Exercise
Nothing in the records may be changed; retype them in full.

Records for processing
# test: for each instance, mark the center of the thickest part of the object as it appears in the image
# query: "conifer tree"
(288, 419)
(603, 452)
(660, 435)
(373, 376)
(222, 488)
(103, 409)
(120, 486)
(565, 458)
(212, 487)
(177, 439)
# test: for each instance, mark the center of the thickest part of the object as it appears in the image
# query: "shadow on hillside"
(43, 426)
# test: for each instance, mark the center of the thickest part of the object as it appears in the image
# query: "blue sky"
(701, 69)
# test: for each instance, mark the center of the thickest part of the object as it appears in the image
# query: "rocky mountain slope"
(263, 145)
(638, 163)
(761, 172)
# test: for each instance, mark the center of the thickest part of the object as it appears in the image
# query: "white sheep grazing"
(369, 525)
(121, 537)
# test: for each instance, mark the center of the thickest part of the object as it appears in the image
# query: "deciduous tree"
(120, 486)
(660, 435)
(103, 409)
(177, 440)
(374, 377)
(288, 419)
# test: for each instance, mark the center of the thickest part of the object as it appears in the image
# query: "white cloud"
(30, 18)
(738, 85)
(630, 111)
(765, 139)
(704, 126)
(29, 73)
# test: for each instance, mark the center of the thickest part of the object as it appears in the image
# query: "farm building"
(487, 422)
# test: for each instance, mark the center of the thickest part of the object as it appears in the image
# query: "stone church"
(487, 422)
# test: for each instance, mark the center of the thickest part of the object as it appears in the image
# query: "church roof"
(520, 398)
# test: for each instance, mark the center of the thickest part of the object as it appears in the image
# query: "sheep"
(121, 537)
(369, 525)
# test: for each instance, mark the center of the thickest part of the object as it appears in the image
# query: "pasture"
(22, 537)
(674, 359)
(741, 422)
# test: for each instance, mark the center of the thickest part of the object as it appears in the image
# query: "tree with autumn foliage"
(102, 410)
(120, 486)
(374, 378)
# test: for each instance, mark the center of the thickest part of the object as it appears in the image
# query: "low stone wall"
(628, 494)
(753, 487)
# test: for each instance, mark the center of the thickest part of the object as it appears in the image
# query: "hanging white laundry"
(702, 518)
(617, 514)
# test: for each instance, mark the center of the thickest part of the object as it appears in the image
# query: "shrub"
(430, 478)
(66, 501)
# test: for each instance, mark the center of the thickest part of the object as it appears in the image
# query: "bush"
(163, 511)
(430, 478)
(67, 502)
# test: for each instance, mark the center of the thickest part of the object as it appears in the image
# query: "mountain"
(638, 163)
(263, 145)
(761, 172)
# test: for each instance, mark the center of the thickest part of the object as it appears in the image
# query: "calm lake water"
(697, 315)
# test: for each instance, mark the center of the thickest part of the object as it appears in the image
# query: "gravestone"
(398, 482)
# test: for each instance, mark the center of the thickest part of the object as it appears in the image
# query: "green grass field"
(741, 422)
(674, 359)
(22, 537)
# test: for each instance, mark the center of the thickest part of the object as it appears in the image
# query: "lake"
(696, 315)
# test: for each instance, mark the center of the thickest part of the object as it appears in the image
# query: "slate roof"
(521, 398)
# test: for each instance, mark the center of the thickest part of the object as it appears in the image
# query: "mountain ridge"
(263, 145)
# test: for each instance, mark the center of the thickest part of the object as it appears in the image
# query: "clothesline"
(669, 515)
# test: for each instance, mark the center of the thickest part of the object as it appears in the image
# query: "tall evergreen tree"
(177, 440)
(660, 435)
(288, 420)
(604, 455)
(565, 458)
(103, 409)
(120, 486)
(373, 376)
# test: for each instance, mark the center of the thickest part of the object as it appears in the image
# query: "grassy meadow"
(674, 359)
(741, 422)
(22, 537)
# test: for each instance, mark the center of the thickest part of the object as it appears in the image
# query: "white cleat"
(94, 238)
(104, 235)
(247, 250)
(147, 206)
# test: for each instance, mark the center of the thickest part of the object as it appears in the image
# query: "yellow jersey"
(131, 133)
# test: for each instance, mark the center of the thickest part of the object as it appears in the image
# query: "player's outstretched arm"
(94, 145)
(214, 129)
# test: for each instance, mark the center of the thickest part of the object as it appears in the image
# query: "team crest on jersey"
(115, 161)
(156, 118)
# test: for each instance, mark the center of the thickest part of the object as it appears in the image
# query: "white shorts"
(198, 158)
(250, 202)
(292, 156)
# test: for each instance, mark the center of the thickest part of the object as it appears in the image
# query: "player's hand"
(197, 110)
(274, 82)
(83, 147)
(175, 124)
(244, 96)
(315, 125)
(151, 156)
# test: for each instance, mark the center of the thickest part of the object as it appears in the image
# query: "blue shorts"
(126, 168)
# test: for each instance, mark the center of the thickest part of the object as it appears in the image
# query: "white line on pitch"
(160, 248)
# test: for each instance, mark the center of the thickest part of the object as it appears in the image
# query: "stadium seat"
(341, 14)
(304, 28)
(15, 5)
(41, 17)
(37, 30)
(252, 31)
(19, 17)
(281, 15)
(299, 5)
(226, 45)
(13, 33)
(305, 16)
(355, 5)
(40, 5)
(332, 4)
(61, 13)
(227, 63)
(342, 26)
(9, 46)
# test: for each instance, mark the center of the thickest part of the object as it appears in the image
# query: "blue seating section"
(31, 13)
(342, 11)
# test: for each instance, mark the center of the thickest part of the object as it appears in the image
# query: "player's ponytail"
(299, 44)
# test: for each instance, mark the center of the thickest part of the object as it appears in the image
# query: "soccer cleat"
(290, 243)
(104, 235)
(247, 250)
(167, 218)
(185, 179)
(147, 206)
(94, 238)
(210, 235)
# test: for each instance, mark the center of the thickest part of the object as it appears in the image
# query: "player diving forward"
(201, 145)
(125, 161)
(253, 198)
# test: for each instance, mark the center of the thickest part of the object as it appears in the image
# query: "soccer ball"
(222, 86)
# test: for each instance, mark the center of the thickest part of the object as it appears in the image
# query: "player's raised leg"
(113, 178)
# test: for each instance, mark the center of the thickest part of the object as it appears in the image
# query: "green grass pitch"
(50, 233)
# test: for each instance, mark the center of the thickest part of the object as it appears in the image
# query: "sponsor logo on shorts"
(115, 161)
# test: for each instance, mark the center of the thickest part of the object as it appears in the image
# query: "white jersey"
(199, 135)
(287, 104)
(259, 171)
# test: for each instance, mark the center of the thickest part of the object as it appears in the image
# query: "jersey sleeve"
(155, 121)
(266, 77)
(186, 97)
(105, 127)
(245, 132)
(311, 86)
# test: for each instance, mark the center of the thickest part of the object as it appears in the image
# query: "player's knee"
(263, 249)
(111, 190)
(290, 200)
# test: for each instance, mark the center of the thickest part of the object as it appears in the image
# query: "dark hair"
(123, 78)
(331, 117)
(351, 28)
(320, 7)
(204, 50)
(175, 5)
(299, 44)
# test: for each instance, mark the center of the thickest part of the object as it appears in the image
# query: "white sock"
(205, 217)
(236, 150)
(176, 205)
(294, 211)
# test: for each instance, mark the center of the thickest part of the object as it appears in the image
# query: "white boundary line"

Answer space
# test: for each instance, mark the center of the thickest part of the object as it appears in the image
# query: "conifer tree"
(288, 419)
(603, 452)
(660, 435)
(373, 376)
(222, 488)
(103, 409)
(120, 486)
(565, 458)
(212, 487)
(177, 439)
# test: for each instance, mark the center of the thickest part of the object as it appears in the image
# query: "shadow on hillside"
(43, 426)
# test: for each instance, mark the center of the thickest part of the object as it appears in the image
# query: "blue sky"
(701, 69)
# test: for each instance, mark the center of the thickest part of the object as it appears in the image
# query: "rocky mountain slope"
(263, 145)
(638, 163)
(761, 172)
# test: for each instance, mark the center of the thickest part of the object as it appears in the image
# query: "white sheep grazing"
(369, 525)
(121, 537)
# test: for each instance, mark the center of the thickest part of the object as it appears in the image
# query: "deciduous tree"
(120, 486)
(660, 435)
(103, 409)
(177, 440)
(374, 377)
(288, 419)
# test: for each instance, mark the center of the thickest part of the object as it appears in the image
# query: "white cloud"
(30, 18)
(738, 85)
(630, 111)
(765, 139)
(704, 126)
(29, 73)
# test: for each instance, mark the center of the thickest part of the object as it appears in the image
# query: "farm building"
(487, 422)
# test: for each instance, mark the center of the thickest part of the object as it appears in the image
# query: "stone church"
(487, 422)
# test: for each instance, mark the center of the thickest part of the object as it appears in the image
# query: "church roof"
(520, 398)
# test: for each instance, mark the center of the thickest part of the object as it appears in the image
# query: "sheep"
(121, 537)
(369, 525)
# test: for each instance, mark the center of the thickest part of the object as it appears in the image
# query: "pasture"
(22, 537)
(674, 359)
(741, 422)
# test: for each instance, mark the center of the thickest part of the object as it appears in the image
# query: "tree with autumn foliage"
(102, 410)
(120, 486)
(374, 378)
# test: for each instance, mark the center of the thickest part of the object as it appears in the image
# query: "low stone wall"
(628, 494)
(753, 487)
# test: for each instance, mark the center of the thickest part of the object as it appears in the image
# query: "hanging white laundry"
(702, 518)
(617, 514)
# test: for each instance, mark the center of the thickest part of the object as it appears in the image
# query: "shrub"
(430, 478)
(66, 501)
# test: for each instance, mark the center of the thickest part of the object as it appears in the image
# query: "bush"
(163, 511)
(430, 478)
(67, 502)
# test: for each instance, mark the center of the thickest part of the object as it appears in the image
# query: "mountain"
(638, 163)
(263, 145)
(761, 172)
# test: for each instance, mark the center of the thickest part of the object as it appears in the image
# query: "calm lake water"
(697, 315)
# test: for each instance, mark the center of the thickest part of the object as it appears in the image
# query: "gravestone"
(398, 482)
# test: for each instance, mark the center of the thickest part of the object as it appears in the image
# query: "green grass field"
(741, 422)
(674, 359)
(22, 537)
# test: for each instance, mark the center of the thickest part of the object as it appears in the image
# query: "lake"
(696, 315)
# test: for each instance, mark the center of the thickest part of the object as it appears in the image
# query: "slate roof"
(521, 398)
# test: for each instance, mark the center of the thickest part of the object as it appears in the image
# query: "mountain ridge"
(263, 145)
# test: for each instance, mark the center of the thickest part of the object as it appears in the image
# query: "clothesline"
(669, 515)
# test: for each instance, mark the center of the thickest part of the object as it appears in the image
# query: "tall evergreen tree"
(177, 440)
(660, 435)
(288, 420)
(604, 455)
(565, 458)
(103, 409)
(120, 486)
(373, 376)
# test: for each instance, mark the center of the thickest part of the object as it appears in the image
# query: "grassy meadow"
(674, 359)
(741, 422)
(22, 537)
# test: for each instance, mark the center of the thickest part of the object as it appears in the image
# query: "white cleat"
(94, 238)
(104, 235)
(247, 250)
(147, 206)
# test: for each instance, mark the center of the thickest part of the object as it appears in the image
# query: "yellow jersey"
(131, 133)
# test: for each instance, mark the center of the thickest part of the object as it appears in the image
# query: "player's outstretched arm"
(94, 145)
(214, 129)
# test: for each instance, mark the center of the thickest part of the object as it appears in the image
# query: "team crest on jersey"
(115, 161)
(156, 118)
# test: for each instance, mark the center of the thickest part of the object as it appears in the image
# query: "white shorts"
(198, 158)
(250, 202)
(292, 156)
# test: for each instance, mark the center of the thickest part of the object as it appears in the image
# query: "player's hand"
(197, 110)
(274, 82)
(83, 147)
(175, 124)
(244, 96)
(315, 125)
(151, 156)
# test: for each instance, mark the center of the thickest part of the object as it appears in the image
# query: "blue shorts"
(126, 168)
# test: for each instance, mark the center of the thickest part of the object as it appears in the image
# query: "white line on pitch"
(160, 248)
# test: for each instance, mark the center of the thickest part of the object as it appears in the image
# query: "stadium seat"
(341, 14)
(304, 28)
(15, 5)
(41, 17)
(37, 30)
(252, 31)
(19, 17)
(281, 15)
(299, 5)
(226, 45)
(13, 33)
(305, 16)
(355, 5)
(40, 5)
(332, 4)
(61, 13)
(227, 63)
(342, 26)
(9, 46)
# test: for each instance, mark the center of the thickest part of the object as it appears in the image
# query: "blue seating section"
(31, 13)
(342, 11)
# test: for each instance, mark the center of the thickest part of the object as it appears in the image
# query: "player's ponytail"
(299, 44)
# test: for each instance, mark the center of the thickest part of the object as it appears in the image
# query: "soccer cleat"
(290, 243)
(104, 235)
(247, 250)
(167, 218)
(185, 179)
(147, 206)
(94, 238)
(210, 235)
# test: for each instance, mark the center of the thickest part of the object as it appears in the image
# query: "player diving forward"
(201, 145)
(125, 161)
(253, 198)
# test: for each instance, mark the center of the thickest part of the object as it appears in the image
# query: "soccer ball"
(222, 86)
# test: for each instance, mark the center of the thickest part of the object as it appears in the image
# query: "player's raised leg"
(113, 178)
# test: for each instance, mark the center of the thickest part of the object as it appears in the image
# query: "green grass pitch"
(50, 233)
# test: for each instance, mark the center of the thickest part of the object as it appears in the image
# query: "sponsor logo on shorts"
(115, 161)
# test: for each instance, mark the center of the thickest part of the object as it appears in the image
# query: "white jersey"
(199, 135)
(287, 104)
(259, 171)
# test: for each instance, mark the center of the thickest part of the object as it appears in the image
# query: "jersey sleeve"
(155, 121)
(266, 77)
(186, 97)
(105, 127)
(245, 132)
(311, 86)
# test: for each instance, mark the center of the thickest part of the object as it appears in the image
# query: "player's knee"
(263, 249)
(111, 190)
(290, 200)
# test: for each instance, mark the center of the thickest part of the object as it appears in the image
# query: "dark hair"
(123, 78)
(331, 117)
(351, 28)
(320, 7)
(204, 50)
(175, 5)
(299, 44)
# test: for each instance, mark the center of the thickest part of the object as it appears in the image
# query: "white sock"
(205, 217)
(236, 150)
(176, 205)
(294, 211)
# test: for each instance, mark the center of the thickest part of the object as it appears in the image
# query: "white boundary line"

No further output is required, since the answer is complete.